◆ **Goal**
Return the records, each one exactly as written.

--- BEGIN Recorded information ---

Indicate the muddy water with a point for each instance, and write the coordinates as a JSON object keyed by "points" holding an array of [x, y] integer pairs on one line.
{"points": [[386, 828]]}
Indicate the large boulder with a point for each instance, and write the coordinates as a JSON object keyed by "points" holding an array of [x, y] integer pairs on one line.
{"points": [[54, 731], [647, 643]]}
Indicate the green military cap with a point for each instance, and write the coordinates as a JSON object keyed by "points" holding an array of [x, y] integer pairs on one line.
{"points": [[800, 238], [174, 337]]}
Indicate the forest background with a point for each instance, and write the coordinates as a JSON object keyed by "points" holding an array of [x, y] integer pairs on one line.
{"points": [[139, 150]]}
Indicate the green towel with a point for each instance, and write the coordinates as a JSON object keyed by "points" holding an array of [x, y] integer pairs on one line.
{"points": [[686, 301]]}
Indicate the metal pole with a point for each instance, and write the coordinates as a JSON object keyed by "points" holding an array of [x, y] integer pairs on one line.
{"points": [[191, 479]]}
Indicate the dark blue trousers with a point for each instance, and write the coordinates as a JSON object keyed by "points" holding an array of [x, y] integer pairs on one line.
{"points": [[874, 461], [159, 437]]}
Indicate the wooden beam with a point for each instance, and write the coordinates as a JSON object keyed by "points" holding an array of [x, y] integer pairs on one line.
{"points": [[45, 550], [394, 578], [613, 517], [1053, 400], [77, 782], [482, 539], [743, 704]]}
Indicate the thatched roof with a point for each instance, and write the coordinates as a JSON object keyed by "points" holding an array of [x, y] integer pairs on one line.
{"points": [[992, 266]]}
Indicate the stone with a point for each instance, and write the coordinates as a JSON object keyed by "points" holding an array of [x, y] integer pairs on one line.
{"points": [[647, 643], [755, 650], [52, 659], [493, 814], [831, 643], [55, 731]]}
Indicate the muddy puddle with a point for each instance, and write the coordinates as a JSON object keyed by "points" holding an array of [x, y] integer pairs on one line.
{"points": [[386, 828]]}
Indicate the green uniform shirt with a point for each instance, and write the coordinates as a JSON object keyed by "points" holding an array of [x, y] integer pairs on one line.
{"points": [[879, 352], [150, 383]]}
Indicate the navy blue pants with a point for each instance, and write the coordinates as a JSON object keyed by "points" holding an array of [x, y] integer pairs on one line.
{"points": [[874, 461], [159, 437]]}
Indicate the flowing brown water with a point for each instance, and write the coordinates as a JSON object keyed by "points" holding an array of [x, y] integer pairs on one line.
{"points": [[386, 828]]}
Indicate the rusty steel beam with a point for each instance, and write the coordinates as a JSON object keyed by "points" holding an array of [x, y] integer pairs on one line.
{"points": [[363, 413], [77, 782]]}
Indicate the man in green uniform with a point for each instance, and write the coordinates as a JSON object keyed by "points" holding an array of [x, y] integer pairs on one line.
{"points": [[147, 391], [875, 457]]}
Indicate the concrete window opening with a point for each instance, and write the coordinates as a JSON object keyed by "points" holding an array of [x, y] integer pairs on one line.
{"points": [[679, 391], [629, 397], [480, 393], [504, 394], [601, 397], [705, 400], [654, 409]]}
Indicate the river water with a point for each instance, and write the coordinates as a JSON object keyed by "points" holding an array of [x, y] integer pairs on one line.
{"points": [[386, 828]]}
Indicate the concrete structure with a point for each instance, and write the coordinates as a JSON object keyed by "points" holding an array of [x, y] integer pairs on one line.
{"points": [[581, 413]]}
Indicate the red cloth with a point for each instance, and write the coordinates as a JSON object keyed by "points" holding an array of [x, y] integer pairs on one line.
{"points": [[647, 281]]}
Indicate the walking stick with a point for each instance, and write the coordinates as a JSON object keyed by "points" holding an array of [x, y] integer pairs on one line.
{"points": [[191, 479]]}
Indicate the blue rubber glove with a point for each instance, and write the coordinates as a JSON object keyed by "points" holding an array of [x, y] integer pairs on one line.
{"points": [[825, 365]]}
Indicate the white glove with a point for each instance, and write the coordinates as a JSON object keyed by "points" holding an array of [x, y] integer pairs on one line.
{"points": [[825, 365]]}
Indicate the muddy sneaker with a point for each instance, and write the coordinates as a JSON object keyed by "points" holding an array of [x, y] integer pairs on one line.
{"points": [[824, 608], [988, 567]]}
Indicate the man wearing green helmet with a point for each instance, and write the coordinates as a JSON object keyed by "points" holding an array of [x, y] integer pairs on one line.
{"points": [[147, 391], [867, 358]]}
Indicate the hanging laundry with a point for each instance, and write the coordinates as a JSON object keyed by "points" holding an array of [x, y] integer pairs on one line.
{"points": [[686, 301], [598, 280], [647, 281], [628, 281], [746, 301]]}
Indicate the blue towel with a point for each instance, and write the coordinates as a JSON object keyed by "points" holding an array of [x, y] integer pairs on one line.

--- END Recorded information ---

◆ **Exercise solution**
Indicate the muddy water with a point for each instance, and write the coordinates as a JSON object keyed by "points" holding an array of [x, y] integer pairs on one line.
{"points": [[386, 828]]}
Indicate the large boulder with a point for each instance, and write the coordinates as a JSON object keyed by "points" holding an array of [x, y] integer pairs on one line.
{"points": [[54, 731], [647, 643]]}
Indicate the green military cap with a point for each instance, and write the coordinates as a JSON object keyed by "points" holding an array of [x, y] integer pairs on one line.
{"points": [[800, 238], [174, 337]]}
Indicate the forest background with a point for each instance, and write the coordinates as a JSON object keyed by "points" holding an array of [x, y] integer pairs on one line.
{"points": [[139, 150]]}
Indicate the green towel with a point for each instance, and write the coordinates as a JSON object keyed by "points" holding an array of [x, y] integer pairs on one line.
{"points": [[686, 301]]}
Indicate the metal pole with a point for each instance, and write the coordinates as a JSON object keyed by "points" holding an array of [x, y] integer pairs on one line.
{"points": [[191, 479]]}
Indicate the dark blue trousers with a point for each instance, and write the coordinates as a JSON object keyed by "points" holding an array of [x, y] integer pairs on one line.
{"points": [[874, 461], [159, 437]]}
Indicate the wooden beam with a point for each instance, and write the coordinates as a JSON object keyed by "points" holding an array of [x, y] integer pairs on one line.
{"points": [[45, 550], [394, 578], [613, 517], [1053, 400], [77, 782], [482, 539], [743, 704]]}
Indicate the thatched roof with a point for each instance, and write the coordinates as a JSON object keyed by "points" holding an array of [x, y] integer pairs on one line.
{"points": [[992, 266]]}
Indicate the stone with a point for each instance, and write the coordinates as a JSON object keyed by "points" holding an array of [x, y] integer pairs on one line.
{"points": [[647, 643], [755, 650], [52, 659], [493, 814], [831, 643], [55, 731]]}
Indicate the muddy puddle with a point for each instance, and write the coordinates as a JSON object keyed by "points" holding an array of [x, y] integer pairs on one line.
{"points": [[386, 828]]}
Indicate the green uniform shirt with a point for each instance, and write the coordinates as a JSON object keyed by "points" holding an array of [x, y] integer pairs on one line.
{"points": [[879, 352], [150, 383]]}
Indicate the navy blue pants with a point for each instance, and write the coordinates as a JSON object keyed by "points" holding an array of [x, y] integer pairs on one line.
{"points": [[874, 461], [159, 437]]}
Indicate the flowing brown water with a point for each instance, and write the coordinates as a JSON object keyed by "points" holding an array of [x, y] integer pairs on one line.
{"points": [[386, 828]]}
Indicate the rusty steel beam with a point for each instance, and write the coordinates as a JSON object keyed by "points" holding an array of [x, y] integer pairs on one line.
{"points": [[363, 413], [77, 782]]}
Indicate the man in green uniform with a point for each instance, and write the coordinates as a JSON object keyed by "points" holding an array of [x, y] integer pairs on one line.
{"points": [[147, 391], [875, 457]]}
Indicate the concrete window opening with a point for each instance, and write the coordinates as a JSON object keyed by "points" holding an array of [x, y] integer pairs on one line.
{"points": [[679, 391], [629, 397], [480, 393], [504, 394], [601, 397], [705, 400], [654, 409]]}
Indicate the river water with a point for each instance, and write the coordinates as a JSON object keyed by "points" holding an array of [x, y] integer pairs on one line.
{"points": [[386, 828]]}
Indicate the concrete structure with a point for each instance, and write the coordinates as a JSON object keyed by "points" holding an array of [x, y] integer pairs on one line.
{"points": [[581, 413]]}
Indicate the red cloth with a point for each instance, and write the coordinates as a JSON object keyed by "points" holding an array of [x, y] integer pairs on one line.
{"points": [[647, 281]]}
Indicate the walking stick with a point for each instance, and write the coordinates as a JSON object keyed by "points" holding an array of [x, y] integer pairs on one line.
{"points": [[191, 479]]}
Indicate the blue rubber glove with a point for each instance, and write the coordinates as a JSON object keyed by "points" holding an array of [x, y] integer pairs on one line.
{"points": [[825, 365]]}
Indicate the white glove with a point for each instance, and write the coordinates as a JSON object keyed by "points" holding an array of [x, y] integer pairs on one line.
{"points": [[825, 365]]}
Indicate the muddy sneaker with a point for each instance, and write the coordinates as a JSON object keyed by "points" holding an array of [x, y] integer pairs on one line.
{"points": [[824, 608], [988, 567]]}
Indicate the man wearing green helmet with a point for each instance, and write the coordinates as a JSON object keyed by "points" holding an array of [x, y] integer pairs on one line.
{"points": [[147, 391], [867, 358]]}
Indicate the hanging laundry with a point for each instance, and write the coordinates as a JSON object keyed by "points" holding an array of [x, y] integer pairs on one line.
{"points": [[686, 301], [598, 280], [647, 281], [628, 281], [746, 301]]}
Indicate the blue towel with a point for each instance, and write the coordinates as a JSON object keyed by "points" holding an array of [x, y] integer pairs on one line.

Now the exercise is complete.